## Goal of the exercise
Reproduce every item below with "Coords" changed to "Coordinates" throughout, leaving all other text intact. Leave the pictures out of your answer.

━━━━━━━━━━━━━━━━━━━━

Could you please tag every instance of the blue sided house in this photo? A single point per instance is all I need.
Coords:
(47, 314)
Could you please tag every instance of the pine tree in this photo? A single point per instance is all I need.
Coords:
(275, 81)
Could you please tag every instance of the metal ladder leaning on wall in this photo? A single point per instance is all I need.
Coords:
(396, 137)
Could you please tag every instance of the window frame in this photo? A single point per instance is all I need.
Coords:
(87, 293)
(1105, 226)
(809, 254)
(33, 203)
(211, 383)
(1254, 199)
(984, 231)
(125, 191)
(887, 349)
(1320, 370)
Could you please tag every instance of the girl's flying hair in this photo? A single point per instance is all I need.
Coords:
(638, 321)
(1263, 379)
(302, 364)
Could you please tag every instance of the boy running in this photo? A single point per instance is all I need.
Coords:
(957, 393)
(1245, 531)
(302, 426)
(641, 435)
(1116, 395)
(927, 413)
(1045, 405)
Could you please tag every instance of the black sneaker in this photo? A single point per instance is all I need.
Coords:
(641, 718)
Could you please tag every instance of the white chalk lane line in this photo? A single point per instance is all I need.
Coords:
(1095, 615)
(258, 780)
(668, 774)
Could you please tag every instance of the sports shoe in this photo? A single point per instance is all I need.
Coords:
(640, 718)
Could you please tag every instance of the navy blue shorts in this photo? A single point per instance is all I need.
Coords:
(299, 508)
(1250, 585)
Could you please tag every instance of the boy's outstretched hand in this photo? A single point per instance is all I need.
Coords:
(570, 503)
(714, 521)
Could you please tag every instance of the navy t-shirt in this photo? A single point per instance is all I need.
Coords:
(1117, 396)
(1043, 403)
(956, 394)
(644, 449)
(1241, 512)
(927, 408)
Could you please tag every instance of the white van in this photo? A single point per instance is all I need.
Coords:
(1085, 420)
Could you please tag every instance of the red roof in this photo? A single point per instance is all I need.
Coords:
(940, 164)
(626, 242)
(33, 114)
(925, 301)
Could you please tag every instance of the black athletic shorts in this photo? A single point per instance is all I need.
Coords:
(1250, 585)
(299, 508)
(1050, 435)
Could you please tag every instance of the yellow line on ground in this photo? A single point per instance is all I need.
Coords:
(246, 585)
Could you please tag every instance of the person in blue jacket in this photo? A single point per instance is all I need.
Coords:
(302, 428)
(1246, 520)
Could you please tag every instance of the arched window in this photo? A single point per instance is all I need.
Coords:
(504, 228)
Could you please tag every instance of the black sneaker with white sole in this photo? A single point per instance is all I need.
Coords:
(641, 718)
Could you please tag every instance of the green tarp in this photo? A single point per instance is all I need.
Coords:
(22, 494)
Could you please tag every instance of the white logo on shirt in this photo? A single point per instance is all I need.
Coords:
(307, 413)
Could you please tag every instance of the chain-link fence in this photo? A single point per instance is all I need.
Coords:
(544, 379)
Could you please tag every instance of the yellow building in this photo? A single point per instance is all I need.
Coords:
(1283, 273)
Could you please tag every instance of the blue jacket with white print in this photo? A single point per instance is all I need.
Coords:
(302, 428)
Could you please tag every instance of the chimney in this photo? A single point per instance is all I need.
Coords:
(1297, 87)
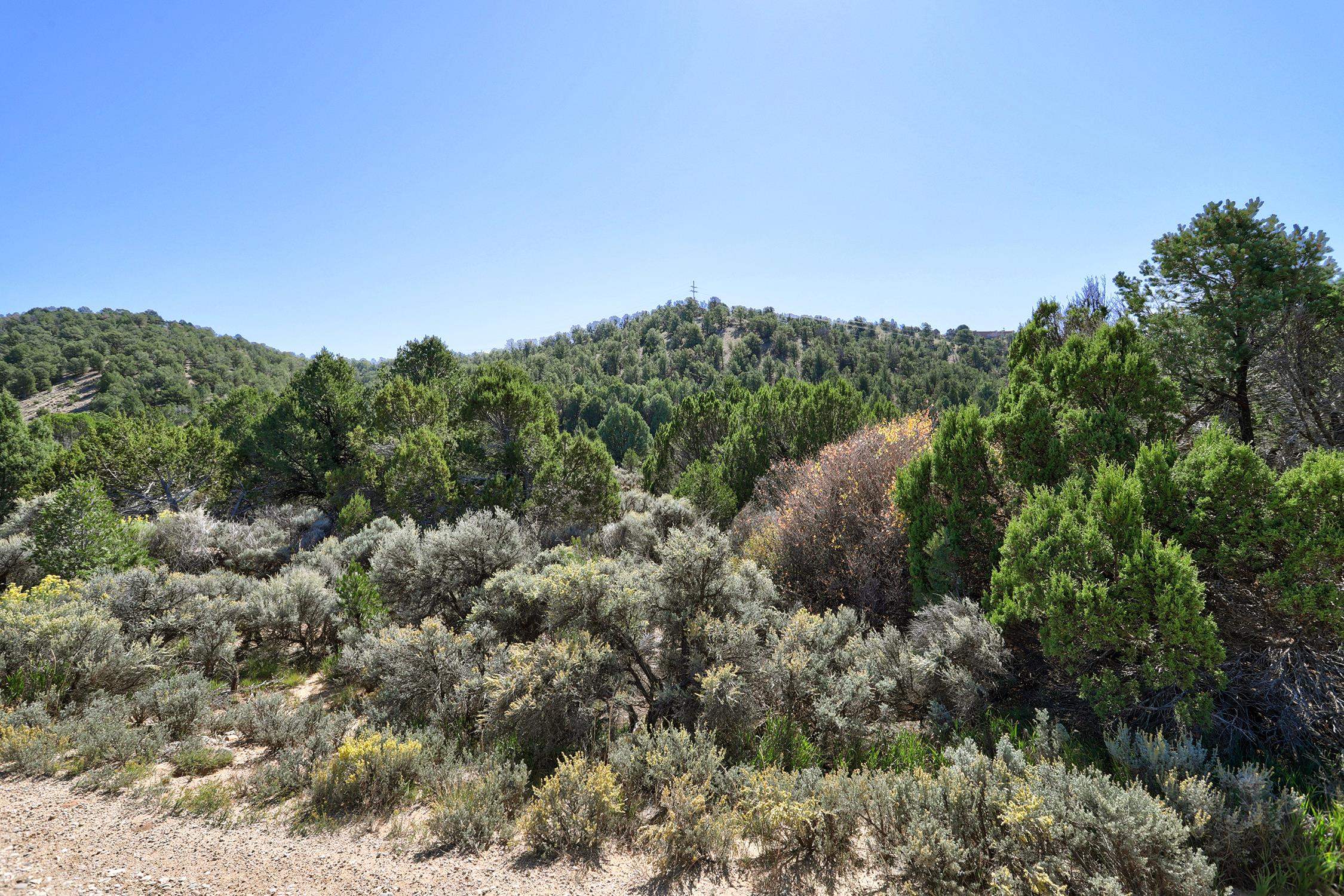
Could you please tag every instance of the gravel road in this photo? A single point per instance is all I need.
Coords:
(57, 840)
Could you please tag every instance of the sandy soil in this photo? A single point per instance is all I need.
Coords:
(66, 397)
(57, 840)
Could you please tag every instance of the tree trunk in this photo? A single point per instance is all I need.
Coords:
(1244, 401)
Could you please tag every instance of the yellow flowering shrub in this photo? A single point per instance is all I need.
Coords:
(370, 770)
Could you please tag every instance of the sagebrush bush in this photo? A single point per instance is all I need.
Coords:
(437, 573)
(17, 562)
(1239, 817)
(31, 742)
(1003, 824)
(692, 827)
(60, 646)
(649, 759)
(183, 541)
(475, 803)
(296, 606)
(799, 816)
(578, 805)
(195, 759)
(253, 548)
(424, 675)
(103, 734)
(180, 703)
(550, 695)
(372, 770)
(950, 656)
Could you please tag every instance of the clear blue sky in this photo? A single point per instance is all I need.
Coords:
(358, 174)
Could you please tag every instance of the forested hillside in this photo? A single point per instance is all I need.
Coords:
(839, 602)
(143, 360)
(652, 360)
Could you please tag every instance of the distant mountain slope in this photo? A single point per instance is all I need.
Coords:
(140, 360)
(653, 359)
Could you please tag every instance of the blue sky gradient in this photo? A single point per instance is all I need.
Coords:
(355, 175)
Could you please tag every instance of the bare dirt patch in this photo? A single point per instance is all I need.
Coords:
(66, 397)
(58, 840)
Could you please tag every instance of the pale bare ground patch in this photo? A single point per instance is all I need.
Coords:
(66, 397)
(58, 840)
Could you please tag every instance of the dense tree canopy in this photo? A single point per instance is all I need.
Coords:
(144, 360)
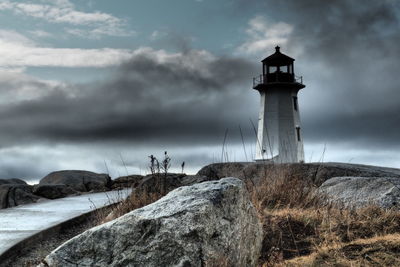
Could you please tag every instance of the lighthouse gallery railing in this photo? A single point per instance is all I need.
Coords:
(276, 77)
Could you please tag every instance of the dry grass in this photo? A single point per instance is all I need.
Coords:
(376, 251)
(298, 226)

━━━━━━━━━━━━━━━━━━━━

## Written answer
Could you please tag every instance of the blue sided house in this photo? A single point per instance is all I need.
Coordinates:
(47, 314)
Could you please tag every instance of the pine tree in this photo? A single point per instance is all I need.
Coordinates:
(275, 81)
Could you please tag every instance of the metal ladder leaning on wall in this photo? A single point per instance is all I need.
Coordinates:
(396, 137)
Could you please tag every instance of the window frame in this photo? A single point per instance is all I need.
Coordinates:
(87, 293)
(1105, 226)
(809, 254)
(33, 203)
(211, 383)
(1254, 199)
(984, 231)
(125, 191)
(887, 349)
(1320, 370)
Could you please tag every instance of the girl's flying hair in this photo? A single point per instance is all I need.
Coordinates:
(638, 321)
(1263, 379)
(302, 364)
Could you please tag every instance of the boy running in this photo? A single point per instance is all I need.
Coordinates:
(957, 393)
(1245, 531)
(302, 426)
(641, 435)
(1116, 395)
(927, 413)
(1045, 405)
Could you please tag every instance of the black sneaker in this photo? A single point per instance is all I need.
Coordinates:
(641, 718)
Could you please tag every instance of the white chalk lane line in this photo? A single point per instance is all I need.
Coordinates:
(1095, 615)
(258, 780)
(668, 774)
Could you please tag every instance of the sports shoe in this photo? A single point per instance is all I need.
Coordinates:
(640, 718)
Could you please tag every instance of the navy blue shorts in this photo? A single point per instance is all I need.
Coordinates:
(299, 508)
(1250, 585)
Could you please tag every instance of the boy's outstretched hand in this photo? A single point per instance is all I need.
Coordinates:
(570, 503)
(714, 521)
Could you please tag every instance of the navy t-shirt in this photo? A single point per instance is all I need.
Coordinates:
(1117, 396)
(1043, 403)
(956, 394)
(644, 449)
(1241, 512)
(927, 408)
Could you please tag every instance of the white van in this photo? A single point per instance is all I need.
Coordinates:
(1085, 420)
Could you please tag every instance of the red roof in this photo? A single point per instance is all I need.
Coordinates:
(940, 164)
(626, 242)
(33, 114)
(925, 301)
Could you please tag every instance of the black athletic shorts in this photo? A single point per instance is all I need.
Coordinates:
(1250, 585)
(299, 508)
(1050, 435)
Could you please tag every instance of the yellow line on ground in this photo? A single point per instance is all I need.
Coordinates:
(246, 585)
Could you please tag every instance of the person in blue jacket in this photo? A single point per instance is all I need.
Coordinates:
(302, 428)
(1246, 520)
Could you please tag every instance of the arched window in this photo? A single point per instance is all I need.
Coordinates:
(504, 228)
Could you please tag every instance of the black sneaker with white sole in this photo? A single point per instance is all I need.
Coordinates:
(641, 718)
Could you please tag every instance of the green tarp in this photo? A single point per instance is all I need.
Coordinates:
(22, 494)
Could you please tag every instance of the white logo on shirt in this photo? A single point per instance is all I need.
Coordinates:
(307, 413)
Could you please tag every instance of the chain-link fence in this photo? A single point per instance is all I need.
Coordinates:
(544, 379)
Could you please tag every instance of the yellow building in this photo? A single point per instance is all I need.
Coordinates:
(1283, 273)
Could you please tag every instance of the blue jacket with white print in this photo? A single point per instance is all I need.
Coordinates:
(302, 428)
Could you please tag every instance of the chimney in this photo? A single point per instance is all I need.
Coordinates:
(1297, 87)
Could you please tag every instance of the gravel road in this photo? A single point per instance is all I need.
Coordinates:
(57, 840)
Could you please tag every instance of the sandy soil in this photo? A single point per instance is all I need.
Coordinates:
(66, 397)
(57, 840)
Could you please tag every instance of the tree trunk in this photo? A single point per instance is all I need.
Coordinates:
(1244, 401)
Could you please tag every instance of the yellow flowering shrub in this photo? A single point per instance is all I need.
Coordinates:
(370, 770)
Could you please tag every instance of the sagebrush bush in this photo? A single point per instance is all I need.
Coordinates:
(437, 573)
(17, 562)
(1239, 817)
(31, 742)
(1003, 824)
(692, 827)
(60, 646)
(649, 759)
(183, 541)
(475, 803)
(296, 606)
(799, 816)
(578, 805)
(195, 759)
(253, 548)
(424, 675)
(103, 734)
(180, 703)
(550, 695)
(372, 770)
(950, 656)
Could you please tag every instance of the clear blue sky in this photo? A single point per instance is all I need.
Coordinates:
(358, 174)
Could you please tag every instance of the forested hillside in this photo? A single point per instance is all I need.
Coordinates:
(839, 602)
(143, 360)
(652, 360)
Could you please tag every instance of the distant mountain slope in this photo? A single point per instance is all I need.
Coordinates:
(140, 360)
(653, 359)
Could you please tag every instance of the blue sky gradient in this photo? A single point per instance is all I need.
Coordinates:
(355, 175)
Could you please tag every instance of the bare dirt patch in this photo? A single point per instance is all I need.
Coordinates:
(66, 397)
(58, 840)
Could you please tag every instance of the pale bare ground patch in this photo? A single point per instance is all I need.
Coordinates:
(66, 397)
(58, 840)
Could you please tag every instance of the dense tree canopy in this photo? A single point per instance is all I need.
Coordinates:
(144, 360)
Could you please tag every instance of the lighthouse gallery railing in this photo? A single point per instance is all I need.
Coordinates:
(276, 77)
Could you please tag every instance of the dry grass in this photo? A single point per instance is all I need.
Coordinates:
(376, 251)
(298, 226)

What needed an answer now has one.